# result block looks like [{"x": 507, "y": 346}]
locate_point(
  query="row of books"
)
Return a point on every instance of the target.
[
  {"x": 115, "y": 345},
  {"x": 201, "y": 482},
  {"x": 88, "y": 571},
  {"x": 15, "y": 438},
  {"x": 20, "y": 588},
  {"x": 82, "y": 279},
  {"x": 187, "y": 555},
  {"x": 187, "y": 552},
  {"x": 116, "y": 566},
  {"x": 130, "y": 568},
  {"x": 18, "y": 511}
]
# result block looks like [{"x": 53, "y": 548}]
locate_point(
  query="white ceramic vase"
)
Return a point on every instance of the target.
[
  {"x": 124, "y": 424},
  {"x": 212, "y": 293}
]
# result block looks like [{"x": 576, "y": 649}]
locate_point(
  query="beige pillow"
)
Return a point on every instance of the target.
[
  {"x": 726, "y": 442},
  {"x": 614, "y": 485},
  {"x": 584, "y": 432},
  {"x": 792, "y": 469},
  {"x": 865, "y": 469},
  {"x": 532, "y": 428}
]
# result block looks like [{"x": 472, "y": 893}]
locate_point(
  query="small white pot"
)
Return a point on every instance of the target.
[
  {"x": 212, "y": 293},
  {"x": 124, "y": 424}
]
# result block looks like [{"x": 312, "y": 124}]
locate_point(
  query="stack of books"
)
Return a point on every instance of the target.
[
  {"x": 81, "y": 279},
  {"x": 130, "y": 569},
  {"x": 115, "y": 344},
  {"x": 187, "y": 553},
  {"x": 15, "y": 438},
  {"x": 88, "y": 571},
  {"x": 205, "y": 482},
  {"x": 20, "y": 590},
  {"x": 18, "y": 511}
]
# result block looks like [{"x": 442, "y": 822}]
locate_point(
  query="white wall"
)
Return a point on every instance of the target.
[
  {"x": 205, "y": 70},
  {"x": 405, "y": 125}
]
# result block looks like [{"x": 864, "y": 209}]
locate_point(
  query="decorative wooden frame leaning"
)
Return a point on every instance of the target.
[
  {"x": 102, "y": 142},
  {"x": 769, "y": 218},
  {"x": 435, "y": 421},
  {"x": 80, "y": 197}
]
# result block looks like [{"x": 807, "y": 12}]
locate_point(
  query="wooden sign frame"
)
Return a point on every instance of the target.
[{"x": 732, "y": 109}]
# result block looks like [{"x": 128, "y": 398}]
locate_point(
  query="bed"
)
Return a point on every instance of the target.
+ + +
What you are asked to do: Give back the full listing exactly as it stands above.

Completed task:
# result block looks like [{"x": 507, "y": 346}]
locate_point(
  query="row of books"
)
Return a point on every instance of the target.
[
  {"x": 115, "y": 345},
  {"x": 201, "y": 482},
  {"x": 88, "y": 571},
  {"x": 15, "y": 438},
  {"x": 20, "y": 588},
  {"x": 82, "y": 279},
  {"x": 187, "y": 555},
  {"x": 187, "y": 552},
  {"x": 116, "y": 566},
  {"x": 130, "y": 568},
  {"x": 18, "y": 511}
]
# result block looks like [{"x": 53, "y": 548}]
locate_point(
  query="white ceramic vase"
)
Return a point on every instance of the target.
[
  {"x": 124, "y": 424},
  {"x": 212, "y": 293}
]
# result block looks like [{"x": 576, "y": 649}]
locate_point(
  query="beige pillow"
)
Return a point on every instance of the target.
[
  {"x": 726, "y": 442},
  {"x": 614, "y": 485},
  {"x": 584, "y": 432},
  {"x": 792, "y": 469},
  {"x": 865, "y": 469},
  {"x": 532, "y": 428}
]
# result block looks like [{"x": 472, "y": 893}]
locate_point(
  query="small white pot"
)
Return a point on every instance of the target.
[
  {"x": 212, "y": 293},
  {"x": 124, "y": 424}
]
# result block looks like [{"x": 312, "y": 124}]
locate_point(
  query="stack of books"
)
Return a point on every instance of the target.
[
  {"x": 81, "y": 279},
  {"x": 130, "y": 569},
  {"x": 115, "y": 344},
  {"x": 187, "y": 553},
  {"x": 15, "y": 438},
  {"x": 88, "y": 571},
  {"x": 205, "y": 482},
  {"x": 20, "y": 590},
  {"x": 18, "y": 511}
]
# result block looks like [{"x": 442, "y": 822}]
locate_point(
  query="white wall"
)
Return a point on every instance of the target.
[
  {"x": 205, "y": 70},
  {"x": 405, "y": 125}
]
# result block looks like [{"x": 864, "y": 209}]
locate_point(
  query="decorative wooden frame leaning"
)
Return a point on every instance of the target.
[
  {"x": 102, "y": 142},
  {"x": 769, "y": 218},
  {"x": 435, "y": 421},
  {"x": 80, "y": 197}
]
# result block looks like [{"x": 807, "y": 12}]
locate_point(
  query="wooden sign frame"
)
Return a point on every instance of the target.
[{"x": 732, "y": 109}]
# result block looks like [{"x": 128, "y": 398}]
locate_point(
  query="bed"
)
Return a point on every instance of the target.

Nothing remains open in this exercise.